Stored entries
☆ ☆ ☆ ☆
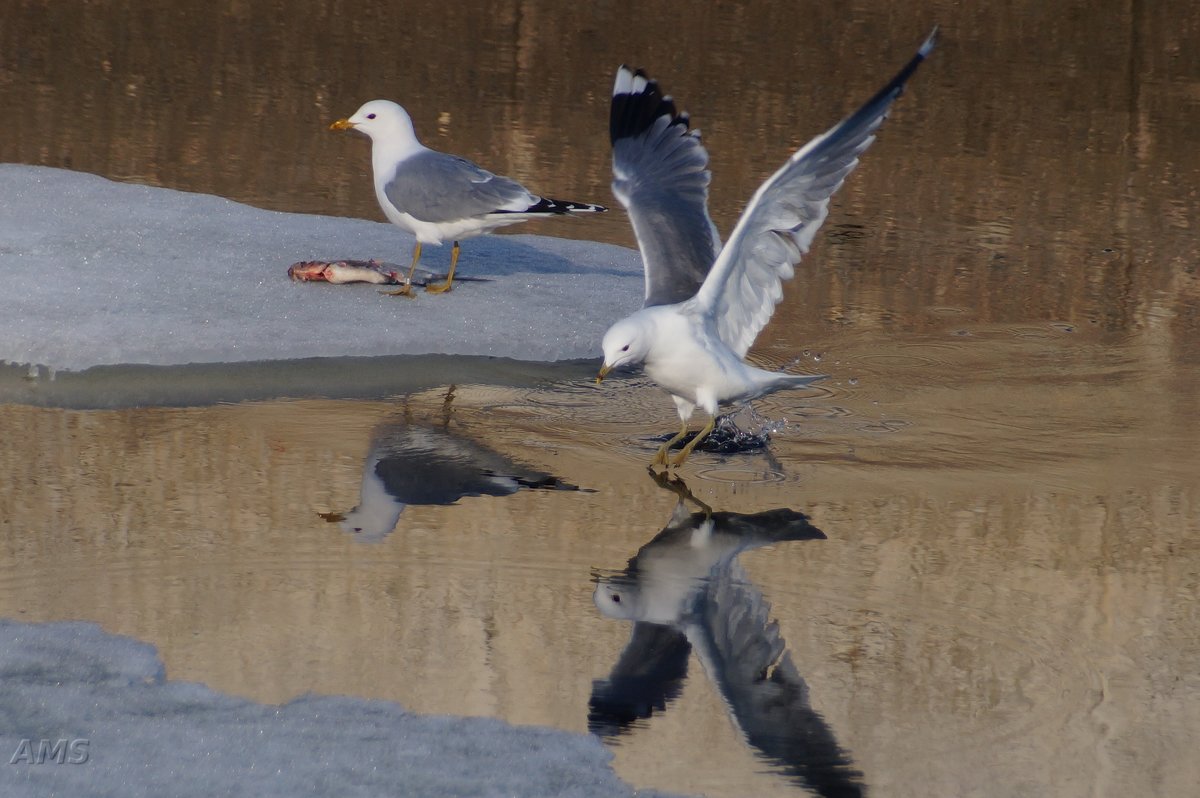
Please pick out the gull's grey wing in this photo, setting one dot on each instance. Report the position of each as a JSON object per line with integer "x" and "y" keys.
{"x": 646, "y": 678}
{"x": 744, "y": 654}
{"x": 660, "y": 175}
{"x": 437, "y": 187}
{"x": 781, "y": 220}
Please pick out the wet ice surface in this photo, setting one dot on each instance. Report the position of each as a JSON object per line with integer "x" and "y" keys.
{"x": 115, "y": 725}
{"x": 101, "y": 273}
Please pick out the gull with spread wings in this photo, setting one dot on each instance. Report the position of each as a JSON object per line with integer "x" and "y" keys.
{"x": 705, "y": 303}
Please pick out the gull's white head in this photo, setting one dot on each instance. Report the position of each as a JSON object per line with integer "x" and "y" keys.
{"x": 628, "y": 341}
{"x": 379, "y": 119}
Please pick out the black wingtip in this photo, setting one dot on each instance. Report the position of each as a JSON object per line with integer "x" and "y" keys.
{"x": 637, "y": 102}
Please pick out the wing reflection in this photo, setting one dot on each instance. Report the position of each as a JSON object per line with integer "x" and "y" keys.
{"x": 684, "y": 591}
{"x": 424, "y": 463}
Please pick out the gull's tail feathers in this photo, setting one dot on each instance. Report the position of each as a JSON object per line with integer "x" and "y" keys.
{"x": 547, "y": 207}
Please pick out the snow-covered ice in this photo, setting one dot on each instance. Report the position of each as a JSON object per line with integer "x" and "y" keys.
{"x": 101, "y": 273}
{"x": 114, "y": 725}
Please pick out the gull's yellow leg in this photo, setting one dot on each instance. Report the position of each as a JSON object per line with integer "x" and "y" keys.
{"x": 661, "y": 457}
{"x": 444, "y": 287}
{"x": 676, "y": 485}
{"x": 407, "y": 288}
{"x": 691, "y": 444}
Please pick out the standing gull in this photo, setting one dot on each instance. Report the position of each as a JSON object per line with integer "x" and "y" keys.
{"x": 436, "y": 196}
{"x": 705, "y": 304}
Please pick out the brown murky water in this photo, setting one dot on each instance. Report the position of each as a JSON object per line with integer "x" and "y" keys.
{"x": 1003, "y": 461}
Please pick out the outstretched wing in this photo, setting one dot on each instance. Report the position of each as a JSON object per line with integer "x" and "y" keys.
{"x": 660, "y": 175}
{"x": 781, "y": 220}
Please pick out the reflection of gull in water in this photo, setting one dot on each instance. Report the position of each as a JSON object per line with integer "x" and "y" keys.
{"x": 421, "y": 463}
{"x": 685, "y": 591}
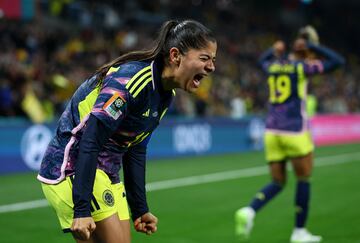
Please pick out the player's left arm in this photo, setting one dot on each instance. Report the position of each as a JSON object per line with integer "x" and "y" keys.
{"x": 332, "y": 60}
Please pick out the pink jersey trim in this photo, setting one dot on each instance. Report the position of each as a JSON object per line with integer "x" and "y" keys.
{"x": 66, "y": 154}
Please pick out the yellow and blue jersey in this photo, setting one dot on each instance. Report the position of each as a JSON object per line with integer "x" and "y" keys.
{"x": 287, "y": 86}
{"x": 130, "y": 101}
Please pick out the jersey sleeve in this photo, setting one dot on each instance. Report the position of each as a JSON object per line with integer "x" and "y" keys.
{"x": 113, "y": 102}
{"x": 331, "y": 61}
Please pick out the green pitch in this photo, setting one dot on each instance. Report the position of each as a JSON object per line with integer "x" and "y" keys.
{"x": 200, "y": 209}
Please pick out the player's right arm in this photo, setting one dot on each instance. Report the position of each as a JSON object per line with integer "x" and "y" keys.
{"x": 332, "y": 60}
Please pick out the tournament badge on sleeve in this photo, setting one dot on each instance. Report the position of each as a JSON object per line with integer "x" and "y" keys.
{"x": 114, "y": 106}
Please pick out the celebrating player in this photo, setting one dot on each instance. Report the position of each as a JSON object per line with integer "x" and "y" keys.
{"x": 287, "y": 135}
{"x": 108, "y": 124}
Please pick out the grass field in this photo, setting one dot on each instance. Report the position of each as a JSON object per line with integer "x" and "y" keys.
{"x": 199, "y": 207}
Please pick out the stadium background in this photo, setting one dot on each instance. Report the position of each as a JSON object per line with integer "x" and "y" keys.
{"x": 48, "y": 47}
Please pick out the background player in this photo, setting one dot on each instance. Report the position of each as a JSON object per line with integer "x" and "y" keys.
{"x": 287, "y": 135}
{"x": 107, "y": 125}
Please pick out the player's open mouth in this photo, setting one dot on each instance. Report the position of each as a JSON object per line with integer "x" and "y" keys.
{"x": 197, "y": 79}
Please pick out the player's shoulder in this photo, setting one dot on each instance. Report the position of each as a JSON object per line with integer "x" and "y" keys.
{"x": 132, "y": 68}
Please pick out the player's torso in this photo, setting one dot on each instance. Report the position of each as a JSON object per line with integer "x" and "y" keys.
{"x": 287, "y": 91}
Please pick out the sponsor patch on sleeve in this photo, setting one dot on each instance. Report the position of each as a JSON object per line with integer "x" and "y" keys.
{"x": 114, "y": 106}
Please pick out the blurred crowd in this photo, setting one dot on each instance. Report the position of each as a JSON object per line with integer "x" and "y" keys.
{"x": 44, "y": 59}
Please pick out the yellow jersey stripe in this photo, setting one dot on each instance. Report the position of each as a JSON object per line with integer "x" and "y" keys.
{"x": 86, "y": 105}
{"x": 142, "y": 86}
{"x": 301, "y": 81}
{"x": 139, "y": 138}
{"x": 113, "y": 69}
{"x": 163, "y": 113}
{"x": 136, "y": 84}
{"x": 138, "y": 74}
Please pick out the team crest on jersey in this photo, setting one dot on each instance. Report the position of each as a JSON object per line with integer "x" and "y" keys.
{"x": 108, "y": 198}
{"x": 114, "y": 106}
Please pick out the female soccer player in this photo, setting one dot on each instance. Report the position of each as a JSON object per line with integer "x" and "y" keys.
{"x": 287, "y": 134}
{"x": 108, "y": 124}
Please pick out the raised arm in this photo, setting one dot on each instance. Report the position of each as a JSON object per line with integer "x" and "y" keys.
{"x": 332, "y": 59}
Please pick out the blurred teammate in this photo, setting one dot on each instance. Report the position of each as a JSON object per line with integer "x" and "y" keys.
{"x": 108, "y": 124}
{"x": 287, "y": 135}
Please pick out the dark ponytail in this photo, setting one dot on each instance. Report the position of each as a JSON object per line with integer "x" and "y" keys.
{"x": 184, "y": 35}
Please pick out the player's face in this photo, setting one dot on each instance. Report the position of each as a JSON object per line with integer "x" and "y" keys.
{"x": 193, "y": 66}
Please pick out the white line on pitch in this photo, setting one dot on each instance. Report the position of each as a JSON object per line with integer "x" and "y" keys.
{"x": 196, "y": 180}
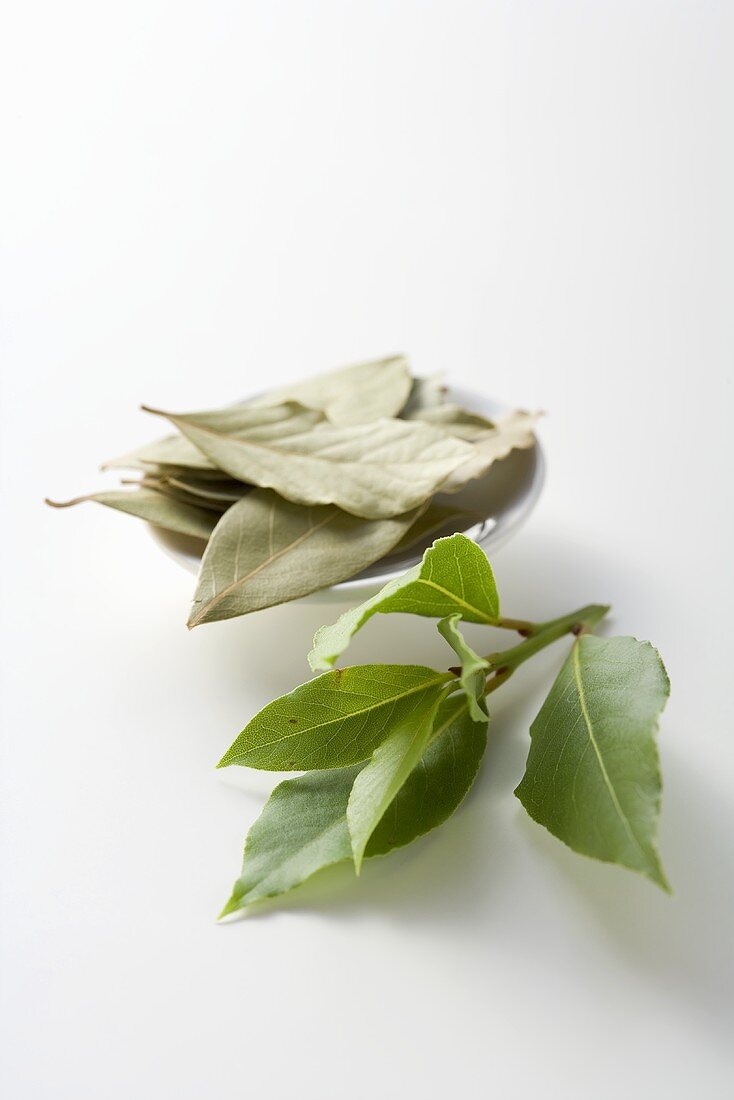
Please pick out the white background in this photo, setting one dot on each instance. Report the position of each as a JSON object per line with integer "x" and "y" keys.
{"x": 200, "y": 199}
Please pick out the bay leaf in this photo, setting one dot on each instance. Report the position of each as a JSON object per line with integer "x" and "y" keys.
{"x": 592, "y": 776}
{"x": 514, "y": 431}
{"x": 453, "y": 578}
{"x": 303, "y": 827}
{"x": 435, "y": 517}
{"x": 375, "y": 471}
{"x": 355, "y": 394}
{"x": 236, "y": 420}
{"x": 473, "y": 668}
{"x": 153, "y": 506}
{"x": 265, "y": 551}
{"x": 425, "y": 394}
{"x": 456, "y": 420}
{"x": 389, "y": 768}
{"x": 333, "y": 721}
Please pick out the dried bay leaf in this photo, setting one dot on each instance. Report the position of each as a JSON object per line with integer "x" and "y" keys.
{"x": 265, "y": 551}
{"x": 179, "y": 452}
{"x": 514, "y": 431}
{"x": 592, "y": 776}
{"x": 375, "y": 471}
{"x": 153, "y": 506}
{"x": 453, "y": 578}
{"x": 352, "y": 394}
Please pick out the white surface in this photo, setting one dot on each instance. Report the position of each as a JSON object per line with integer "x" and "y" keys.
☆ ☆ ☆ ☆
--- PROBLEM TO SOLVE ---
Print only the lines from the one with "Please pick out the white background" to the end of the records, both included.

--- RESULT BELOW ---
Please pick out the white background in this photo, setting one dot on each instance. Report the position of each as a JSON object per line with integer "x" and "y" keys.
{"x": 200, "y": 199}
Please pick out the bay leaf in this photo, setting one dot on each instance. Report the position of each as a JSON object per line with integer "x" and "y" keys.
{"x": 592, "y": 776}
{"x": 514, "y": 431}
{"x": 453, "y": 578}
{"x": 303, "y": 827}
{"x": 435, "y": 517}
{"x": 375, "y": 471}
{"x": 355, "y": 394}
{"x": 236, "y": 420}
{"x": 473, "y": 668}
{"x": 153, "y": 506}
{"x": 265, "y": 551}
{"x": 425, "y": 394}
{"x": 456, "y": 420}
{"x": 389, "y": 768}
{"x": 333, "y": 721}
Please pick out the dried bay leaf in this photo, setting one dot on each instance. Report the position of each as a JSON object per line with integer "x" and "y" keys.
{"x": 265, "y": 551}
{"x": 179, "y": 452}
{"x": 514, "y": 431}
{"x": 592, "y": 776}
{"x": 375, "y": 471}
{"x": 153, "y": 506}
{"x": 453, "y": 578}
{"x": 352, "y": 394}
Please pick out the white surface in this photo, setting one dot on each instance. Report the position of each as a JSON object per line with integer "x" and "y" keys.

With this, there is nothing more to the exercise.